SUPPLIED TEXT section start

By November 1918 the naval aeronautical service contained 11,000 officers, petty officers and men – around a tenth of all navy effectives – operating some 700 seaplanes, 200 captive balloons and 37 dirigibles from thirty-six centres and satellite posts, with several hundred more in reserve. The balloons were eventually credited with locating sixty U-boats and destroying over a hundred mines, while the service as a whole was delivering bomb and torpedo attacks, attaining local air superiority in some sectors, and impressing many officers with its offensive potential, particularly in anti-submarine warfare. ‘A squadron without aviation’, concluded Capitaine de Frégate Henry de l’Escaille, later a leading figure in the aircraft manufacturing industry, ‘is a squadron lost.’ But the costs were high, with 195 deaths recorded among the 1,500 pilots and observers trained during the course of the war.

SUPPLIED TEXT section end

Summarize the passage on the naval aeronautical service in two sentences. The material that comes next is unrelated to the passage on the naval aeronautical service.

EXTRACTED RECORDS section start

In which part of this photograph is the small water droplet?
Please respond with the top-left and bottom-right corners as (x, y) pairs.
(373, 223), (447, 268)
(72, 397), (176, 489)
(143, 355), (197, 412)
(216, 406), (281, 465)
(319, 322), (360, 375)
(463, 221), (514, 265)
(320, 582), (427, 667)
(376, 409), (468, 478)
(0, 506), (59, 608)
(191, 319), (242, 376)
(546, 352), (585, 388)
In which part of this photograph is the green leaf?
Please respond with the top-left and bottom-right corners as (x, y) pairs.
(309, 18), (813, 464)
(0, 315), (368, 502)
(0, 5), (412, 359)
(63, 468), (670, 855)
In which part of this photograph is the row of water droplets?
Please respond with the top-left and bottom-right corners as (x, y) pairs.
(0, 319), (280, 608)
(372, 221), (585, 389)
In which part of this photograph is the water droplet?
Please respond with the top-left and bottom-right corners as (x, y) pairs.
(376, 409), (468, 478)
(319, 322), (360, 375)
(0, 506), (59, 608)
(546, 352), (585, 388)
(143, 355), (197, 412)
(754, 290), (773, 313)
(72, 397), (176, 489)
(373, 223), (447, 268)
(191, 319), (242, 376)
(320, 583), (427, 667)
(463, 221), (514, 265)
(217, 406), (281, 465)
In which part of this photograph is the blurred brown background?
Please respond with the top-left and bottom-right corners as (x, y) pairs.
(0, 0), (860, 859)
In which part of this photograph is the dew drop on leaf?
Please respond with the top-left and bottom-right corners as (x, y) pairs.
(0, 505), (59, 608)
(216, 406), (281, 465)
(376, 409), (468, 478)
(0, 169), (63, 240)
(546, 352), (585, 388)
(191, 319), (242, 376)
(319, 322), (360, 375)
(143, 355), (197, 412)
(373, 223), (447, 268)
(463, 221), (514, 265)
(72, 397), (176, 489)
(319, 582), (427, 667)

EXTRACTED RECORDS section end

** ANSWER BOX **
By November 1918 the naval aeronautical service had 11,000 personnel operating some 700 seaplanes, 200 captive balloons and 37 dirigibles, and it was delivering bomb and torpedo attacks and impressing many officers with its offensive potential, particularly against submarines. Its costs were high, however, with 195 deaths among the 1,500 pilots and observers trained during the war.